#### [Problem to solve]
Set it all down exactly, every record and every line.

#### [Dataset content]
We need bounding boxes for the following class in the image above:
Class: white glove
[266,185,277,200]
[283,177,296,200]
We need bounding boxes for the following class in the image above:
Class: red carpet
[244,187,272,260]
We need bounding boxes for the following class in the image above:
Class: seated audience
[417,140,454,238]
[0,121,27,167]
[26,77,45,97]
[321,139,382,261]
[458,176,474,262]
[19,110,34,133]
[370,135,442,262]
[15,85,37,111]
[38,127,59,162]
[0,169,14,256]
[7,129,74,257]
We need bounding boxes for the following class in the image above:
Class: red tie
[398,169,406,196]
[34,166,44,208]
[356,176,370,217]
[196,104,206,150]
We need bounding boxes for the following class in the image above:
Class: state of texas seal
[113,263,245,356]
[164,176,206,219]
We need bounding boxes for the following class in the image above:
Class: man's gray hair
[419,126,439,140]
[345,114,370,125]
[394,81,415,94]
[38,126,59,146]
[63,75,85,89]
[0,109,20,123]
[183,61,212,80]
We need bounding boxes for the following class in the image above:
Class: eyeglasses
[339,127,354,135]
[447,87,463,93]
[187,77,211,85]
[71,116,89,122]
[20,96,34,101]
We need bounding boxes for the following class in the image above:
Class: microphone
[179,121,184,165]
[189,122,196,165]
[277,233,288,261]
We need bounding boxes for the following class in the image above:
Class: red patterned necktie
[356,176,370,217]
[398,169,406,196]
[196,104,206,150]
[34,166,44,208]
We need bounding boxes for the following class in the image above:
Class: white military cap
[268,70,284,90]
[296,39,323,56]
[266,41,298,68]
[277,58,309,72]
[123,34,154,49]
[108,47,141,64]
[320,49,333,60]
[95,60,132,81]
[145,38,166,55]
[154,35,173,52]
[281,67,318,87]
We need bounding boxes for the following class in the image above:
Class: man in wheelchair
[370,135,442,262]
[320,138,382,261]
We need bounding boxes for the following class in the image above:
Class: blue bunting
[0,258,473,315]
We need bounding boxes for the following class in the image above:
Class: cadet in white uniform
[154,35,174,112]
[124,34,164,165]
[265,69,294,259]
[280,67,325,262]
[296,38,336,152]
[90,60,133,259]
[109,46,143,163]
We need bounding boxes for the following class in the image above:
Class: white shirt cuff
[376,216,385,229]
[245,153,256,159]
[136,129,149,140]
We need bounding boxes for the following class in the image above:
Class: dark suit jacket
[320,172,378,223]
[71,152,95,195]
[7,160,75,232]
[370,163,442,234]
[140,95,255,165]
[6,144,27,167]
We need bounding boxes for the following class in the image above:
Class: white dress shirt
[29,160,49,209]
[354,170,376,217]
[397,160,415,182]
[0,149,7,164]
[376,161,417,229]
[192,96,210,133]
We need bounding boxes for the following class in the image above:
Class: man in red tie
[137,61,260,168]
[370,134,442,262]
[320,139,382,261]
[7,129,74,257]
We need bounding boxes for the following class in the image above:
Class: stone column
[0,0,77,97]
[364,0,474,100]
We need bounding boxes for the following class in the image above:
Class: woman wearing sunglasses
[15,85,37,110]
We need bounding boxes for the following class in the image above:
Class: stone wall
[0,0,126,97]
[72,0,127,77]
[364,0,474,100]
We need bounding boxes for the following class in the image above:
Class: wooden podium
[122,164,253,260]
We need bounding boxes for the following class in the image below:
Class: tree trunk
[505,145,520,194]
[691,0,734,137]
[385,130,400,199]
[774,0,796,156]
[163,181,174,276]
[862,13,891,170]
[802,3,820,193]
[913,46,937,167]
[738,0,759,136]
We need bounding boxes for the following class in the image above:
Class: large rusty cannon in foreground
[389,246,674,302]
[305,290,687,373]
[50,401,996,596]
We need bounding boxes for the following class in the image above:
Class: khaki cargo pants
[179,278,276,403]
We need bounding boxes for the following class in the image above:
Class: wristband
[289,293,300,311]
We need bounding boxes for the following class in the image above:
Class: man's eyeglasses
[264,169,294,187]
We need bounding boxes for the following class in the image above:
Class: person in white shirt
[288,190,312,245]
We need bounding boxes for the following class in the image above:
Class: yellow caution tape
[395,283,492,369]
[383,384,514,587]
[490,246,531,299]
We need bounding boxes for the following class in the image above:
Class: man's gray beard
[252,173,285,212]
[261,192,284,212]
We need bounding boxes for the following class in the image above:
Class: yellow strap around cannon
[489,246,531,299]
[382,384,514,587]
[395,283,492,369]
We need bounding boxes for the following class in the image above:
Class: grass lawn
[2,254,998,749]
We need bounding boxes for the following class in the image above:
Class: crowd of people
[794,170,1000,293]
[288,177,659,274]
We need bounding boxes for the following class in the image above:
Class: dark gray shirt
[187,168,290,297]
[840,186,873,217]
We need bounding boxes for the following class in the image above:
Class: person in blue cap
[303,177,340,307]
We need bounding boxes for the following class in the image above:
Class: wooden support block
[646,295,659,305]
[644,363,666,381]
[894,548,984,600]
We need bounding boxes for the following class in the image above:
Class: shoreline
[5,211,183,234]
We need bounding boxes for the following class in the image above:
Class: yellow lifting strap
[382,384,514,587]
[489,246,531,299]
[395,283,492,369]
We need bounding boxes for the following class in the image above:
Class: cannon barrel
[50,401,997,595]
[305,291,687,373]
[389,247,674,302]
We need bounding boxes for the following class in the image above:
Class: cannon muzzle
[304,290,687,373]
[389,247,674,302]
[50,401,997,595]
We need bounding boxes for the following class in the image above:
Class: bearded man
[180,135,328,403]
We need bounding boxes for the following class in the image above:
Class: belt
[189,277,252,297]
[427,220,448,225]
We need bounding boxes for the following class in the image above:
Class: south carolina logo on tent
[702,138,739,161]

#### [Exercise output]
We need bounding boxes for the following class in the image above:
Class: white glove
[266,185,277,200]
[283,177,296,200]
We need bounding boxes for the following class in the image above:
Class: red carpet
[244,187,272,260]
We need bounding boxes for the following class in the image above:
Class: seated audience
[417,140,454,238]
[0,121,27,167]
[26,77,45,97]
[321,139,382,261]
[458,176,474,262]
[19,110,34,133]
[370,135,442,262]
[15,85,37,111]
[38,127,59,162]
[0,169,14,256]
[7,129,74,257]
We need bounding boxes for the following class in the image above:
Class: red tie
[398,169,406,196]
[34,166,44,208]
[356,176,370,217]
[196,104,206,150]
We need bounding boxes for the following class in the image above:
Class: state of texas seal
[113,263,245,356]
[164,176,206,219]
We need bounding boxes for the following class in the image above:
Class: man's gray hair
[419,126,439,140]
[345,114,370,125]
[394,81,415,94]
[38,126,59,146]
[63,75,85,89]
[0,109,20,123]
[183,61,212,80]
We need bounding boxes for the following class in the image above:
Class: eyeglasses
[339,127,354,135]
[447,87,463,93]
[187,77,211,85]
[71,116,89,122]
[20,96,34,101]
We need bounding boxes for the following class in the image above:
Class: microphone
[179,121,184,165]
[189,122,196,165]
[277,233,288,261]
We need bounding boxes for the following class in the image above:
Class: red patterned necktie
[356,176,370,217]
[398,169,406,196]
[196,104,206,150]
[34,166,44,208]
We need bounding boxes for the following class in the image above:
Class: white military cap
[268,70,284,90]
[296,39,323,56]
[266,41,298,68]
[277,58,309,72]
[123,34,154,49]
[108,47,141,64]
[320,49,333,60]
[95,60,132,81]
[145,38,166,55]
[154,35,173,52]
[281,67,318,87]
We need bounding boxes for the following class in the image above:
Class: man in wheelchair
[370,135,442,262]
[320,138,382,261]
We need bounding boxes for the following class in the image above:
Class: blue bunting
[0,258,473,315]
We need bounding boxes for the following class in the image above:
Class: cadet in white uniform
[154,35,174,112]
[124,34,164,165]
[265,69,294,259]
[280,67,325,262]
[296,38,336,152]
[90,60,133,259]
[109,46,143,163]
We need bounding boxes for the following class in the image above:
Class: white shirt cuff
[376,216,385,229]
[245,153,256,159]
[136,129,149,140]
We need bounding boxes for the following class in the image above:
Class: dark suit jacket
[320,172,378,223]
[71,152,95,195]
[7,160,75,232]
[370,163,442,234]
[140,95,255,165]
[6,144,27,167]
We need bounding boxes for the following class in the image above:
Class: white dress shirt
[29,160,49,209]
[354,170,376,217]
[397,160,415,182]
[0,149,7,164]
[376,161,417,229]
[192,96,210,133]
We need bounding boxes for the following class in the image above:
Class: man in red tie
[137,61,260,168]
[370,134,442,262]
[320,139,382,261]
[7,129,74,257]
We need bounding boxes for the following class in the image above:
Class: stone column
[0,0,77,97]
[364,0,474,100]
We need bounding boxes for the following class in the image above:
Class: woman wearing sunglasses
[15,85,37,110]
We need bounding boxes for the following class in the image above:
Class: stone wall
[0,0,126,97]
[72,0,127,77]
[364,0,474,100]
We need bounding boxes for the following class in the image above:
Class: wooden podium
[122,164,253,260]
We need bounding boxes for the following class in the image below:
Class: tree trunk
[505,145,520,194]
[691,0,734,137]
[385,130,400,199]
[774,0,796,156]
[163,181,174,276]
[862,13,891,170]
[802,3,820,193]
[913,46,937,167]
[738,0,759,136]
We need bounding boxes for the following class in the image above:
Class: large rusty cannon in foreground
[389,246,674,302]
[305,290,687,373]
[50,401,996,596]
We need bounding boxes for the following class in the image above:
Class: khaki cargo pants
[179,278,276,403]
We need bounding boxes for the following class in the image above:
Class: wristband
[289,293,300,311]
We need bounding boxes for the following class in the image above:
Class: man's eyeglasses
[264,169,294,187]
We need bounding boxes for the following class in the image above:
Class: person in white shirt
[288,190,312,245]
We need bounding boxes for the following class in the image above:
Class: yellow caution tape
[395,283,492,369]
[383,384,514,587]
[490,246,531,299]
We need bounding boxes for the following class in the image above:
Class: man's gray beard
[252,173,285,212]
[261,192,284,212]
We need bounding boxes for the following class in the image above:
Class: yellow strap around cannon
[489,246,531,299]
[382,384,514,587]
[395,283,492,369]
We need bounding boxes for the following class in the image above:
Class: grass lawn
[2,254,998,749]
We need bounding boxes for the following class in the image above:
Class: crowd of people
[794,170,1000,293]
[288,177,659,274]
We need bounding boxes for the following class in the image above:
Class: dark gray shirt
[187,168,290,297]
[840,186,873,217]
We need bounding boxes for the following class in the image above:
Class: person in blue cap
[303,177,340,307]
We need bounding boxes for the following class in the image above:
Class: wooden support block
[646,295,659,305]
[644,363,666,381]
[894,548,984,600]
We need bounding boxes for the following class in the image above:
Class: shoreline
[5,211,183,234]
We need bounding boxes for the following class in the image above:
Class: yellow lifting strap
[382,384,514,587]
[489,246,531,299]
[395,283,492,369]
We need bounding boxes for the following class in the image above:
Class: cannon barrel
[50,401,997,595]
[305,291,687,373]
[389,247,674,302]
We need bounding boxes for the following class in the image above:
Class: cannon muzzle
[304,290,687,373]
[389,247,674,302]
[50,401,997,595]
We need bounding boxes for the following class in the image above:
Class: bearded man
[180,135,328,403]
We need bounding boxes for the following class in the image above:
Class: belt
[189,277,252,297]
[427,220,448,225]
We need bounding boxes for the following class in the image above:
Class: south carolina logo on tent
[702,138,739,161]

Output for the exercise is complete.